◆ Enunciado A: Reproduza fielmente o trecho do texto abaixo sobre o cinema como cultura visual, de "Isso não significa, de" até "tipos de reações.", inclusive.

◆ Trecho de origem:
I – O cinema como cultura visual

A cultura é produzida, entre outras coisas, pela visão; ao mesmo tempo o ato de ver alguma coisa é já, ele mesmo, produtor de cultura. A experiência visual no mundo contemporâneo tem caminhado muito próxima da construção do real; de um real que nem sempre é racional, como no caso da presença constante de monstros e bruxas nas histórias infantis. São os novos problemas identificados no ato de ver que estão no centro de uma perspectiva pós-moderna. Isso não significa minimizar a importância da textualidade, mas sim ampliá-la ou torná-la elemento importante na cultura visual. A imagem, e tudo o mais relacionado à visão, constitui também o texto escrito sobre o social, sobre sujeitos históricos.[1]

Isso não significa, de modo algum, assumir a centralidade da visão, mas sim problematizá-la considerando sua relação com outros sentidos e com outras formas de representação. O visual, as imagens, são muito mais que estratégias ou recursos para enriquecer o texto escrito. Mirzoeff (1998) afirma que “[o visual] oferece uma proximidade dos sentidos que não pode ser rivalizada pela mídia impressa: ele é o próprio elemento que torna a visualidade de todos os tipos diferente dos textos”. (p.9). Essa sensação imediata que irrompe no momento em que observamos um evento suscita sentimentos como raiva, admiração, prazer, horror. Ou seja, podemos identificar o cinema como um dos mecanismos mais importantes na produção de uma cultura visual e que funciona, basicamente, por meio de um processo de interação com o público espectador suscitando os mais diferentes tipos de reações.

Dados de rotulagem por coordenadas:
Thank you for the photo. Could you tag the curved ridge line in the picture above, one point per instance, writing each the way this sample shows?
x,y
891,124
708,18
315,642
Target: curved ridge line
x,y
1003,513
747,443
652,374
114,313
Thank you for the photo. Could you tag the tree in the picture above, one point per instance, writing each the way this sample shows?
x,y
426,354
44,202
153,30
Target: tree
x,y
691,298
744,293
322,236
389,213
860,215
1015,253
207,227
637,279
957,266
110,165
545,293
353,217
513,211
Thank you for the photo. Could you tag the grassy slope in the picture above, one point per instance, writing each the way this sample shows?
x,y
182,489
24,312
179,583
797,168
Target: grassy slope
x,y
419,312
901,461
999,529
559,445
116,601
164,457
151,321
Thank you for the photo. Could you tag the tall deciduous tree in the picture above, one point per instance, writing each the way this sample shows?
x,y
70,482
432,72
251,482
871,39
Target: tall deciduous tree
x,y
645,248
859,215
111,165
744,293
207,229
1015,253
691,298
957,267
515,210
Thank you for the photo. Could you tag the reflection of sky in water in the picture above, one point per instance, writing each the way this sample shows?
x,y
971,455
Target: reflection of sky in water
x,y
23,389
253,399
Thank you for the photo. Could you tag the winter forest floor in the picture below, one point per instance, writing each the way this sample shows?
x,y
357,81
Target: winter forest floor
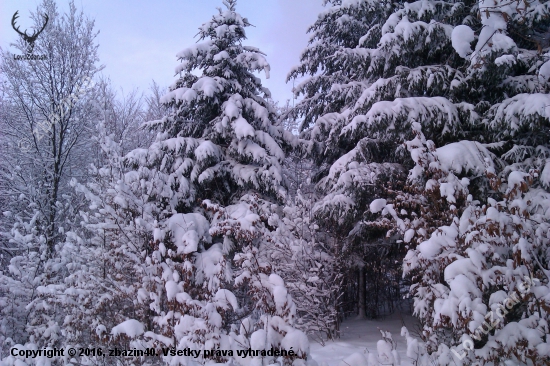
x,y
362,336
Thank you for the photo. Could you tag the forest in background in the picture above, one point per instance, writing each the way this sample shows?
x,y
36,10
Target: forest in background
x,y
412,175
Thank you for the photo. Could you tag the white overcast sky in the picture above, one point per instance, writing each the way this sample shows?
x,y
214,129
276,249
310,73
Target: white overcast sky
x,y
139,39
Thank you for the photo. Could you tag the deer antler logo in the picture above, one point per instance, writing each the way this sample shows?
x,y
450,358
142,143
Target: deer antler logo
x,y
29,39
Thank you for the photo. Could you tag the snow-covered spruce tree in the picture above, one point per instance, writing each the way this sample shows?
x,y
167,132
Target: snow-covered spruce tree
x,y
479,270
45,141
205,194
507,79
376,67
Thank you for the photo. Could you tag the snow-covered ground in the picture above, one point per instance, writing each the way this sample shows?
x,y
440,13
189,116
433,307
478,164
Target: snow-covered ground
x,y
361,336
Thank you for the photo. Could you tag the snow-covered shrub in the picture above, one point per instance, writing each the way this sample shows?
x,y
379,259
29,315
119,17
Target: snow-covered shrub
x,y
467,259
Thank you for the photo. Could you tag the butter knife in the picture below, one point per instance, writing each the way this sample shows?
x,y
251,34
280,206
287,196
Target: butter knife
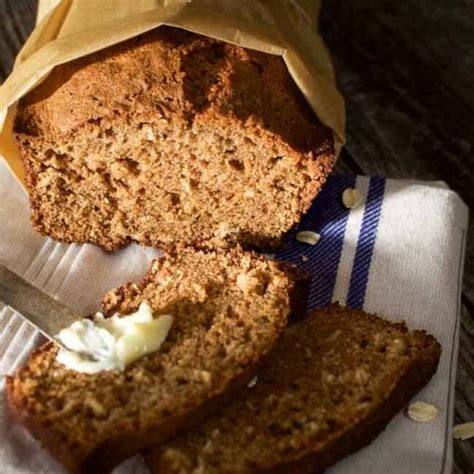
x,y
48,315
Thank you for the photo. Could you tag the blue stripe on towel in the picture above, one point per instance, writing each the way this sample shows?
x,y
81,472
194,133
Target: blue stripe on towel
x,y
365,243
328,217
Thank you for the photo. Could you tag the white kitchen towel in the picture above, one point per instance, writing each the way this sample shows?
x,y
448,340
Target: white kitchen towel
x,y
399,254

◆ Enunciado B: Selecione e copie todas as linhas das entradas acima que contêm a palavra "floor".

◆ Solução detalhada A:
Isso não significa, de modo algum, assumir a centralidade da visão, mas sim problematizá-la considerando sua relação com outros sentidos e com outras formas de representação. O visual, as imagens, são muito mais que estratégias ou recursos para enriquecer o texto escrito. Mirzoeff (1998) afirma que “[o visual] oferece uma proximidade dos sentidos que não pode ser rivalizada pela mídia impressa: ele é o próprio elemento que torna a visualidade de todos os tipos diferente dos textos”. (p.9). Essa sensação imediata que irrompe no momento em que observamos um evento suscita sentimentos como raiva, admiração, prazer, horror. Ou seja, podemos identificar o cinema como um dos mecanismos mais importantes na produção de uma cultura visual e que funciona, basicamente, por meio de um processo de interação com o público espectador suscitando os mais diferentes tipos de reações.

◆ Solução detalhada B:
Thank you for the photo. Could you tag the winter forest floor in the picture below, one point per instance, writing each the way this sample shows?
Target: winter forest floor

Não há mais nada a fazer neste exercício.